* [TASK INSTRUCTIONS]:
The data below needs to be returned exactly, line for line.
..........
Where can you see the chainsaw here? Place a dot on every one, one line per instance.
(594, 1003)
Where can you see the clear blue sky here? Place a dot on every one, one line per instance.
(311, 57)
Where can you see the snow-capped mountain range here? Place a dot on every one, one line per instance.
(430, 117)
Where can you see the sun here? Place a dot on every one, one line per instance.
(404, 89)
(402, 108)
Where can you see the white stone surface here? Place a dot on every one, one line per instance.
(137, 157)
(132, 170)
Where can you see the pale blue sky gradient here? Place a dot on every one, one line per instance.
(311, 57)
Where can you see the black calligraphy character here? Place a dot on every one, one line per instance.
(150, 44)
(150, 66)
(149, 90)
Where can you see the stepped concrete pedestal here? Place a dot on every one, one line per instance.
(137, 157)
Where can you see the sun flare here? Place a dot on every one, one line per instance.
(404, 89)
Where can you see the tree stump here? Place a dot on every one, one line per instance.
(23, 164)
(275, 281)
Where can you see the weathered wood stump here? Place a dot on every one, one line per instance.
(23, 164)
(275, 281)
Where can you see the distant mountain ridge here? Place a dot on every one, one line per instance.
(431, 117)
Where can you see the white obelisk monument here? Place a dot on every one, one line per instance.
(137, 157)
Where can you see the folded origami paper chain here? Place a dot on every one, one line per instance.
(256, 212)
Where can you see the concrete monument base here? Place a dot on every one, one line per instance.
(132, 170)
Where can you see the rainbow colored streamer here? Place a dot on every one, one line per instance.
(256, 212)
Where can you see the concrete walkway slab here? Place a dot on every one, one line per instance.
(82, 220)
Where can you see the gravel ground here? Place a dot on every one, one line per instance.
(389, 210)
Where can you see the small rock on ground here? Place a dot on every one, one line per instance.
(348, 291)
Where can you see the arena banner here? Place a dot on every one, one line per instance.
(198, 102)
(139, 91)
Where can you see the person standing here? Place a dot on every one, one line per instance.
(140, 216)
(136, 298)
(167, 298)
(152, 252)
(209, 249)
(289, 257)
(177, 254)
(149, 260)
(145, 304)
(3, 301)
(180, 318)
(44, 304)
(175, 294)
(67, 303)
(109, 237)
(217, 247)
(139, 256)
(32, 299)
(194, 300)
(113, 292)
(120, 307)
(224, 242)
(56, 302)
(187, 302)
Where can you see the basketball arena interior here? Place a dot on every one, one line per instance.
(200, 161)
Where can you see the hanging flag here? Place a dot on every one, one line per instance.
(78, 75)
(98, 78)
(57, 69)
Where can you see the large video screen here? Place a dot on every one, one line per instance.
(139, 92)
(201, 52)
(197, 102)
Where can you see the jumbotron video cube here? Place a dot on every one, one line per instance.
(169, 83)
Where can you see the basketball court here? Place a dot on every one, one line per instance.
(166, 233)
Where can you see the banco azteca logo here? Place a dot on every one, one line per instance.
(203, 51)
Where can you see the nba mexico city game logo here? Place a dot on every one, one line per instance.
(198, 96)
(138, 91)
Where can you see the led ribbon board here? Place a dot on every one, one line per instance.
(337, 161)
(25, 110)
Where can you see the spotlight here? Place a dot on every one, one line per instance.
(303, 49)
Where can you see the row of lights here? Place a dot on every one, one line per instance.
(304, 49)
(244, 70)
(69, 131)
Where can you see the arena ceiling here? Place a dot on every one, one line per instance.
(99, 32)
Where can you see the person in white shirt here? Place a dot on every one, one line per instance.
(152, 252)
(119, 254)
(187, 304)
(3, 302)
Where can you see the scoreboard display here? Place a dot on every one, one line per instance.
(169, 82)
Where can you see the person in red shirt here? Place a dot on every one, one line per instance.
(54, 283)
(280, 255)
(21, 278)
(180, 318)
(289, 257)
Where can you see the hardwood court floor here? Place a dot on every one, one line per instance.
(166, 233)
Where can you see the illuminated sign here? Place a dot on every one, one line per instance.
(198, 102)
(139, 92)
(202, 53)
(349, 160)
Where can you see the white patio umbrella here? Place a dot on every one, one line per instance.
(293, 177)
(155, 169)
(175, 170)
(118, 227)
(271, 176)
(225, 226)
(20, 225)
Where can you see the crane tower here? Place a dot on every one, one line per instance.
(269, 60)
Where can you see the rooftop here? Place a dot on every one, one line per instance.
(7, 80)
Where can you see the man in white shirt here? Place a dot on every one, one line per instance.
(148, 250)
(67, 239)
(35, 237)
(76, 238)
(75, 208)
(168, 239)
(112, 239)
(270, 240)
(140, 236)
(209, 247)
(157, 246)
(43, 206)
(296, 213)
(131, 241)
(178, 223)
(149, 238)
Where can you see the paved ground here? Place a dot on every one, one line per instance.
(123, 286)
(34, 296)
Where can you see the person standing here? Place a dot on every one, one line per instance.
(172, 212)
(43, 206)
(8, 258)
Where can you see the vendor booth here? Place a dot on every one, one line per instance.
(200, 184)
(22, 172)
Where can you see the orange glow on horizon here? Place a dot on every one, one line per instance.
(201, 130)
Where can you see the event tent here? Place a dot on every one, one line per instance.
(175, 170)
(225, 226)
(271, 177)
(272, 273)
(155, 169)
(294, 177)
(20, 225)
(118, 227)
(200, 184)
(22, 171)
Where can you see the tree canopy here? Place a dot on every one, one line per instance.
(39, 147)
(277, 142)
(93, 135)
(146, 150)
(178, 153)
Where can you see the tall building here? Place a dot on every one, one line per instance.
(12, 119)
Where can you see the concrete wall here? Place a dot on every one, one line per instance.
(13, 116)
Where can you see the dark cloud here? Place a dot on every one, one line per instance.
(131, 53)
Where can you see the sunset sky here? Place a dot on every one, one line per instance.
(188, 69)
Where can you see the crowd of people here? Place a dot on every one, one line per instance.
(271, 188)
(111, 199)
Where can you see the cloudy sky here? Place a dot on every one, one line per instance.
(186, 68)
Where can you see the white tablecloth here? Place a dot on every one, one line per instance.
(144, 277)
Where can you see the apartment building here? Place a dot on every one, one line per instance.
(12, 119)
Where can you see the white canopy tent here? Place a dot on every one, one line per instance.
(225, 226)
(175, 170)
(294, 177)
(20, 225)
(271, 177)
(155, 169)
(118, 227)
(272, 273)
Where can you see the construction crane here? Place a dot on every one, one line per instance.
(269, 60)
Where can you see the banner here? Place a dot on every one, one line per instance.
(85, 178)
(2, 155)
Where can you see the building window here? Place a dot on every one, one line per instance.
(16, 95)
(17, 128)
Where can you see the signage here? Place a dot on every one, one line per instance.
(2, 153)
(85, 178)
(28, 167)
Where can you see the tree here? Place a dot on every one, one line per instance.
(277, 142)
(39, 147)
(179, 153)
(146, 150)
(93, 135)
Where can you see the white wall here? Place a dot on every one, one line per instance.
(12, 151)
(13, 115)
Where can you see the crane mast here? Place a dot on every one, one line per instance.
..........
* [FULL SOLUTION]:
Where can you see the chainsaw here? Place a dot on every one, one line per instance.
(594, 1003)
Where can you see the clear blue sky here? Place a dot on every one, one line per instance.
(311, 57)
Where can you see the snow-capped mountain range here? Place a dot on every one, one line per instance.
(430, 117)
Where can you see the sun here? Place a dot on every one, one line per instance.
(404, 89)
(402, 108)
Where can you see the white stone surface here? Place a dot on every one, one line per instance.
(137, 157)
(132, 170)
Where can you see the pale blue sky gradient here? Place a dot on every one, one line per instance.
(311, 57)
Where can you see the black calligraphy character here? Place a dot on every one, one line per instance.
(150, 44)
(150, 66)
(149, 90)
Where can you see the stepped concrete pedestal here? Place a dot on every one, one line per instance.
(137, 157)
Where can you see the sun flare here? Place a dot on every one, one line per instance.
(404, 89)
Where can you see the tree stump here? Place a dot on every one, one line per instance.
(23, 164)
(275, 281)
Where can you see the weathered wood stump here? Place a dot on every one, one line per instance.
(23, 164)
(275, 281)
Where can you see the distant mountain ridge here? Place a dot on every one, one line per instance.
(431, 117)
Where can you see the white obelisk monument here? Place a dot on every one, one line per instance.
(137, 157)
Where can you see the folded origami paper chain here? Place a dot on every one, one line per instance.
(256, 212)
Where can you see the concrete monument base here? Place a dot on every one, one line per instance.
(132, 170)
Where can you see the rainbow colored streamer here? Place a dot on every one, one line per instance.
(256, 212)
Where can you see the concrete walkway slab here? Place a dot on every one, one line per instance.
(82, 220)
Where can you see the gravel ground here? Place a dot on every one, one line per instance.
(389, 210)
Where can you see the small rock on ground here? Place a dot on every one, one line per instance.
(348, 291)
Where can you see the arena banner here? Place a dot on every one, one line per instance.
(198, 102)
(139, 91)
Where can you see the person standing here? Place a dot on every one, one line per instance.
(140, 216)
(136, 298)
(167, 298)
(152, 252)
(209, 249)
(289, 257)
(177, 254)
(149, 260)
(145, 304)
(3, 301)
(180, 318)
(44, 304)
(175, 294)
(67, 303)
(109, 237)
(217, 247)
(139, 256)
(32, 299)
(194, 300)
(113, 292)
(120, 307)
(224, 242)
(56, 302)
(187, 302)
Where can you see the basketball arena interior here? Place a dot on every one, one line per instance.
(200, 161)
Where can you see the hanging flag here? Place a dot on every one, one line per instance.
(78, 75)
(98, 78)
(57, 69)
Where can you see the large video screen here? Place a dot on every one, one line per instance.
(139, 92)
(201, 52)
(197, 102)
Where can you see the jumbotron video cube here? Place a dot on every one, one line per instance.
(169, 83)
Where can you see the basketball court here? Place a dot on every one, one line per instance.
(166, 233)
Where can you see the banco azteca logo here? Place a dot on every one, one line per instance.
(203, 51)
Where can you see the nba mexico city game logo here? Place a dot on every one, one line per instance.
(198, 96)
(138, 91)
Where can you see the led ribbon board here? Place a dot on every one, one line per instance.
(337, 161)
(25, 110)
Where can you see the spotlight here? Place a dot on every one, one line per instance.
(303, 49)
Where can you see the row of lights here? Place a dot on every one, one line per instance.
(304, 49)
(244, 70)
(69, 131)
Where can you see the arena ceiling here? Place a dot on every one, one line per instance.
(99, 32)
Where can you see the person in white shirt here? Place a dot on every one, one line per instance.
(152, 252)
(119, 254)
(187, 304)
(3, 302)
Where can you see the scoreboard display here? Place a dot on every one, one line per instance.
(169, 82)
Where can you see the person in red shirt here? Place a dot on every one, one line per instance.
(54, 283)
(280, 255)
(21, 278)
(180, 318)
(289, 257)
Where can you see the hardwood court floor here? Place a dot on every one, one line per instance.
(166, 233)
Where can you see the illuminated sign here? Place a dot on every one, one line per instance.
(198, 102)
(139, 92)
(202, 53)
(349, 160)
Where can you see the white patio umbrella here? Place a dot on every one, one line per instance.
(293, 177)
(155, 169)
(175, 170)
(118, 227)
(271, 176)
(225, 226)
(20, 225)
Where can you see the crane tower here? Place a dot on every one, one line per instance.
(269, 60)
Where can you see the rooftop here? Place a dot on every one, one line per instance.
(7, 80)
Where can you see the man in white shirt here? Place a dot on every one, one line per instance.
(148, 250)
(67, 239)
(35, 237)
(76, 238)
(75, 208)
(168, 239)
(112, 239)
(270, 240)
(140, 236)
(209, 247)
(157, 246)
(43, 206)
(296, 213)
(131, 241)
(178, 223)
(149, 238)
Where can you see the paved ground here? Place a dot on every one, one line per instance.
(123, 286)
(34, 296)
Where can you see the person standing here? Place a dot on every one, one line per instance.
(172, 212)
(43, 206)
(8, 258)
Where can you see the vendor booth here? Place a dot on every one, one line per instance.
(200, 184)
(22, 172)
Where can you see the orange glow on horizon here? Place a dot on every one, one line per instance.
(201, 130)
Where can you see the event tent here? Place a dot on every one, one line per instance.
(175, 170)
(225, 226)
(271, 177)
(272, 273)
(155, 169)
(294, 177)
(20, 225)
(118, 227)
(200, 184)
(22, 171)
Where can you see the tree canopy here? Place a dot on every one, one line per instance.
(39, 147)
(277, 142)
(93, 135)
(146, 150)
(178, 153)
Where can you see the tall building here? Place a dot on every one, one line per instance.
(12, 119)
Where can you see the concrete wall here? Place a dot on every one, one line per instance.
(13, 116)
Where can you see the dark cloud here? Place a dot on every one, one line per instance.
(131, 53)
Where can you see the sunset sky here? Place a dot on every one, one line per instance.
(188, 69)
Where can you see the crowd of people here? Place a dot on every one, one line per instance.
(271, 188)
(111, 199)
Where can you see the cloudy sky here? Place a dot on every one, one line per instance.
(186, 68)
Where can you see the white tablecloth here? Place a dot on every one, one line per instance.
(144, 277)
Where can you see the apartment building here? Place a dot on every one, one line per instance.
(12, 119)
Where can you see the white canopy tent here? Place a dot on every one, one line per instance.
(225, 226)
(175, 170)
(294, 177)
(20, 225)
(271, 177)
(155, 169)
(118, 227)
(272, 273)
Where can you see the construction crane here? Place a dot on every one, one line per instance.
(269, 60)
Where can you see the banner here? Place a dot on every one, one line per instance.
(85, 178)
(2, 155)
Where can you see the building window here? Place a dot on every one, one line per instance.
(16, 95)
(17, 128)
Where can you see the signage here? Place a dot on every one, one line per instance.
(2, 153)
(85, 178)
(28, 167)
Where can you see the tree here? Place a dot on every one, one line per instance.
(277, 142)
(39, 147)
(179, 153)
(146, 150)
(93, 135)
Where can you see the white wall here? Place a dot on every one, one line per instance.
(12, 151)
(13, 115)
Where can you see the crane mast here? Place a dot on every one, one line per instance.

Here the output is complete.